Steve Shafer, Chief Investment Officer for Covenant Financial Services, LLC (“Covenant Investors”), thinks copper may soon rival gold as the world’s most sought-after metal because of its key role in China’s unprecedented electrification efforts. Unlike gold, he adds, the copper rush will be driven purely by demand instead of fear, keeping prices high for years to come.
“Copper is the core of what I call a commodity ‘supercycle’ that will last until 2030 or longer, with coal, corn, crude oil, and natural gas part of the mix, ” commented Mr. Shafer, a global macro hedge fund manager. “That’s because to grow China, you must first electrify China, and copper is the key to electrification at every point. Whether it is houses, hospitals, businesses, bullet trains, or cars, they all need power – which means they all need copper,” he stated.
China experienced rolling power blackouts this summer because of a 1500 gigawatt power deficit (1 gigawatt = 1 billion watts) which, according to Mr. Shafer, equaled approximately the same amount of power used to electrify all of Argentina for a single year. To put China’s power needs in perspective, Mr. Shafer said China has 160 cities with 1 million or more people, and intends to add urban centers for 300 million of its 1.2 billion population over the next 5 to 10 years. To do that, analysts says China will need to add twice the total amount of coal-fired utility power presently used in the whole country of Britain to meet its rising domestic power needs every year.
Mr. Shafer’s predictions come as the International Copper Study Group (ICSG) projects world copper demand in 2011 outstripping supply by 377,000 tons compared to a deficit of 250,000 tons in 2010, with China using 40% of the total world’s supply. If this rate of consumption continues, more copper will be consumed in the next 27 years than has been consumed over the past 106 years.

**ACTIVITY 1:** Duplicate the portion of the copper passage starting at "China experienced rolling" and ending at "needs every year.".
**ACTIVITY 2:** Summarize the copper passage in two sentences.
**ACTIVITY 3:**
Answer these questions from the copper passage:
(a) How many Chinese cities have 1 million or more people?
(b) What was the copper deficit in 2010?
(c) How large was the power deficit behind China's rolling blackouts this summer?

**MATERIAL PROVIDED:**
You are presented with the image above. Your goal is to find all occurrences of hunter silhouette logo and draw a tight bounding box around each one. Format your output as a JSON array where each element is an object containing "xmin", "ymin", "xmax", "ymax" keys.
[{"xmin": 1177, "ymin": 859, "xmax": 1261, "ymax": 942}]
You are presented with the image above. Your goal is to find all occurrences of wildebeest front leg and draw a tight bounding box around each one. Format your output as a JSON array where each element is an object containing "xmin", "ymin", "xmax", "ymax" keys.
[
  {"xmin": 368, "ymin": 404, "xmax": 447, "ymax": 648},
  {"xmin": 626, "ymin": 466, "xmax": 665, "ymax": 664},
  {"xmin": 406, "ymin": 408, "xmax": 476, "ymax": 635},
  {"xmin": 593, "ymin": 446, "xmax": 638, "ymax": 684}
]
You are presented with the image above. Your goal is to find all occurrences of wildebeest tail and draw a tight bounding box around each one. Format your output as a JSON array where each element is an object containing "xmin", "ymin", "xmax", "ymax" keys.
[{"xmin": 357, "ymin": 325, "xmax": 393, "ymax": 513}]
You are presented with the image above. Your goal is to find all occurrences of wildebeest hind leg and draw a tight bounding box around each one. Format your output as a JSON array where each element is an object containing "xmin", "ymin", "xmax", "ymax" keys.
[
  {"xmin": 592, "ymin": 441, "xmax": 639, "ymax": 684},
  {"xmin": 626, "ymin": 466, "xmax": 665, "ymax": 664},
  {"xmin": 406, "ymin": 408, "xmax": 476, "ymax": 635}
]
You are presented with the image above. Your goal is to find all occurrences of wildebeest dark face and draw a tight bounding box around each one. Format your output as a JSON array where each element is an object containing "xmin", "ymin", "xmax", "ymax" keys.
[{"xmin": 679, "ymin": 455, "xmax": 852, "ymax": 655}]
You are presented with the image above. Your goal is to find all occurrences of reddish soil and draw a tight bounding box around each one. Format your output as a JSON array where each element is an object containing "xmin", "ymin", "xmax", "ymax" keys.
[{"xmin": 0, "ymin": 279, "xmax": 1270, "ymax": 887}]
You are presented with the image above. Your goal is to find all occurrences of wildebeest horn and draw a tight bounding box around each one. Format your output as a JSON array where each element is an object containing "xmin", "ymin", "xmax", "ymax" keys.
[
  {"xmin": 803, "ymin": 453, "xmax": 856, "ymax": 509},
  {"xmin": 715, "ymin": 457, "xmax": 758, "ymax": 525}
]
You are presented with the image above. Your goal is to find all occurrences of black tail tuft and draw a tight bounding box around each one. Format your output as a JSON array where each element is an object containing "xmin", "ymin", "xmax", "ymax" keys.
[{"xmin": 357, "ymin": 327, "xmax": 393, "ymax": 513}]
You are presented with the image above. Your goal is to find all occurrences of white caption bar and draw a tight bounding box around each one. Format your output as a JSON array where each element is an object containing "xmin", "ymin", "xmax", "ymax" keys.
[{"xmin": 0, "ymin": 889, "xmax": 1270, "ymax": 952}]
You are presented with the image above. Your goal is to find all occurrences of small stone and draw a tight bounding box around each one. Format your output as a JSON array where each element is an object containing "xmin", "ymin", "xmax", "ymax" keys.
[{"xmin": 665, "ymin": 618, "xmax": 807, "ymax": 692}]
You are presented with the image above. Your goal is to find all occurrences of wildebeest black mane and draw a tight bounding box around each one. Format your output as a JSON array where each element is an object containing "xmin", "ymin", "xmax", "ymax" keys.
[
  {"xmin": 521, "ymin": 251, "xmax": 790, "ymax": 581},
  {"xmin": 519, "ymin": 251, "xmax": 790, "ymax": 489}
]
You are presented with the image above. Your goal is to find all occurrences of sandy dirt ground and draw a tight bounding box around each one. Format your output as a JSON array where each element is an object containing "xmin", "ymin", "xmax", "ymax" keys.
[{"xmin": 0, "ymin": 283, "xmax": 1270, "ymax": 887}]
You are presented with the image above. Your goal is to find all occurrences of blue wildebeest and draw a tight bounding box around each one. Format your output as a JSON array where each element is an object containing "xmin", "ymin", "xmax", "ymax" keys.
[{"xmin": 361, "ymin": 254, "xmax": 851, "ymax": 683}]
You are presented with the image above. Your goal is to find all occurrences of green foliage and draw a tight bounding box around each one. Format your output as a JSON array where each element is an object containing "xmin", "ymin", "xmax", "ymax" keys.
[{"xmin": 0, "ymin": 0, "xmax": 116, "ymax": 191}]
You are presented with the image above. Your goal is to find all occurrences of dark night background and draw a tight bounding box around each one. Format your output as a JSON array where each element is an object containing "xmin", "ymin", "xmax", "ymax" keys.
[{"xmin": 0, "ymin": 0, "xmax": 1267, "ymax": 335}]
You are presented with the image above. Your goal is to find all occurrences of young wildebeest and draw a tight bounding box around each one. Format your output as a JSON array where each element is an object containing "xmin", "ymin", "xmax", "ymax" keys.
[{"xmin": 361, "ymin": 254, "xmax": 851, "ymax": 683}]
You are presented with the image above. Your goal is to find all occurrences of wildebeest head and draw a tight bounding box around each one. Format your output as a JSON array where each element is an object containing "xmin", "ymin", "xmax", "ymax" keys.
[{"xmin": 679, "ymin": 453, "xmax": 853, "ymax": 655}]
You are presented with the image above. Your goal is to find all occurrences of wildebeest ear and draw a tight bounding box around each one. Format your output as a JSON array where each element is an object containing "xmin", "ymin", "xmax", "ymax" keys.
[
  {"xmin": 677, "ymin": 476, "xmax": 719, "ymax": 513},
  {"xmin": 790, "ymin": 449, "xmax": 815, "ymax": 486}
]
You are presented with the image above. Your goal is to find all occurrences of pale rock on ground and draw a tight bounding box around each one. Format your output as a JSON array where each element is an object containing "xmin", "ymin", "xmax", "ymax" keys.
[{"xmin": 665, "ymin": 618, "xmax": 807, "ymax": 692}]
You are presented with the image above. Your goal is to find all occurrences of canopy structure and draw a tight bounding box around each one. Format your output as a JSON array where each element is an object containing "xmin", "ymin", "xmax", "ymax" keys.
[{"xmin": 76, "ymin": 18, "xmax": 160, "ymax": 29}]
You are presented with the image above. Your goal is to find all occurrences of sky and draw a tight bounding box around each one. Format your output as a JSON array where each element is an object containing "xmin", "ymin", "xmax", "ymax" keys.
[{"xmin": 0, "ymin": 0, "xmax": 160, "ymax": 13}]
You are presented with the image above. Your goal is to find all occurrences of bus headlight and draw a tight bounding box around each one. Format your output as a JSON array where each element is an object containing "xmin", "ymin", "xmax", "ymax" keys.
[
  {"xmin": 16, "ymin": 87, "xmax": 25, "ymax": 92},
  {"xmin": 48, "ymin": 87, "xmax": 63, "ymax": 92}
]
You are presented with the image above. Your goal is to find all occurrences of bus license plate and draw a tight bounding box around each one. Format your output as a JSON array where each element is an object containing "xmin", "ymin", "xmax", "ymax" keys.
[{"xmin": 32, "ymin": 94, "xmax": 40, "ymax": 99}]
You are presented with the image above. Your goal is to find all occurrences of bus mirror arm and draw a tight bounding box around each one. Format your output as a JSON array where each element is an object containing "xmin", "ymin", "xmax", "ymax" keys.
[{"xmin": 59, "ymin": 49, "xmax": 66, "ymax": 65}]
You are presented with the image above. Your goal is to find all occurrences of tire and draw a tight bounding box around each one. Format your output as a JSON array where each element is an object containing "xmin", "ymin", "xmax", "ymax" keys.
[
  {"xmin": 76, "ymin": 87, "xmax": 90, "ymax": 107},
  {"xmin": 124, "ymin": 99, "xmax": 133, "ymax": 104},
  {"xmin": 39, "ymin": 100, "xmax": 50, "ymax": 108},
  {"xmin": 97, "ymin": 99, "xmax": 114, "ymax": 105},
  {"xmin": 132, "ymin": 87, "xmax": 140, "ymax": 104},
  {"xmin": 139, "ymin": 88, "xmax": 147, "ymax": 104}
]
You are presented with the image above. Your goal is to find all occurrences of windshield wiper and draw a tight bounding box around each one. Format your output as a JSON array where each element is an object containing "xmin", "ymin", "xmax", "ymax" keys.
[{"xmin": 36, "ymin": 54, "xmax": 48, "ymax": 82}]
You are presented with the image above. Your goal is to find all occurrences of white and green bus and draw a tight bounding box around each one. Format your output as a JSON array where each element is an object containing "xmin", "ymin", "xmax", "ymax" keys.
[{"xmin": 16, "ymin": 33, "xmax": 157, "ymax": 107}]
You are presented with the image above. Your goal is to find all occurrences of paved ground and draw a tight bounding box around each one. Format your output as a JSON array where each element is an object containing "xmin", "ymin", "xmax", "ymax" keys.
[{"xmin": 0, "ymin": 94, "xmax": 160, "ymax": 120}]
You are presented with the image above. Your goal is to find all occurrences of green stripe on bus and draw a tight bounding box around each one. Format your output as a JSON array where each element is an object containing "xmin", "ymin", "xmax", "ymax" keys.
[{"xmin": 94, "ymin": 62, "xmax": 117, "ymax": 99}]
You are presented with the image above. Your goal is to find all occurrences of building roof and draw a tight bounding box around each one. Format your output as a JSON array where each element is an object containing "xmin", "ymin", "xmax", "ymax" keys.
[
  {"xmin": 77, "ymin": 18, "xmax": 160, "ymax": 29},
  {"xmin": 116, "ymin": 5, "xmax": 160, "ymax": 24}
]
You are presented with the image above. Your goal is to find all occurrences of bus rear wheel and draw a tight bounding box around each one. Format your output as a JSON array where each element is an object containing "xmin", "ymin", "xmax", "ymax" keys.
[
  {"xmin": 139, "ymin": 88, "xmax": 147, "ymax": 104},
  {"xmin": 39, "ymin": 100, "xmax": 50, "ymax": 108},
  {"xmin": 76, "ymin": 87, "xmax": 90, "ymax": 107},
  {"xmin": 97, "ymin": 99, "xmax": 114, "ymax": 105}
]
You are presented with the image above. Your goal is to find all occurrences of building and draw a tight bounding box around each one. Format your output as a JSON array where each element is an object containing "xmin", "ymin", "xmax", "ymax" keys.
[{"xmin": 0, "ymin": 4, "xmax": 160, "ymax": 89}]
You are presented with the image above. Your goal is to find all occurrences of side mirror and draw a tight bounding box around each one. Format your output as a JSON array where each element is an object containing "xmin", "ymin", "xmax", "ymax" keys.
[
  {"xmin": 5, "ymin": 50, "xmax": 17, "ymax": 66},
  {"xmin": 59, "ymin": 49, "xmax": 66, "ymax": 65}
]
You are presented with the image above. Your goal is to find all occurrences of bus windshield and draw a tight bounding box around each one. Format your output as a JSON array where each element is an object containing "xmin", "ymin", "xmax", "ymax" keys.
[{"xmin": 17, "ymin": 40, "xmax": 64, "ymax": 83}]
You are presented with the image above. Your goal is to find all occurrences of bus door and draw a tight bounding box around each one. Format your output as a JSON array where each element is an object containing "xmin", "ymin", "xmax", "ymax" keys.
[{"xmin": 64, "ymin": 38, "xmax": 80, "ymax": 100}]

**YOUR SOLUTION 1:**
China experienced rolling power blackouts this summer because of a 1500 gigawatt power deficit (1 gigawatt = 1 billion watts) which, according to Mr. Shafer, equaled approximately the same amount of power used to electrify all of Argentina for a single year. To put China’s power needs in perspective, Mr. Shafer said China has 160 cities with 1 million or more people, and intends to add urban centers for 300 million of its 1.2 billion population over the next 5 to 10 years. To do that, analysts says China will need to add twice the total amount of coal-fired utility power presently used in the whole country of Britain to meet its rising domestic power needs every year.

**YOUR SOLUTION 2:** Steve Shafer, Chief Investment Officer for Covenant Financial Services, LLC, thinks copper may soon rival gold as the world's most sought-after metal because of its key role in China's electrification efforts, and he calls it the core of a commodity "supercycle" lasting until 2030 or longer. The International Copper Study Group projects world copper demand in 2011 outstripping supply by 377,000 tons, with China using 40% of the world's supply.

**YOUR SOLUTION 3:**
(a) 160
(b) 250,000 tons
(c) 1500 gigawatts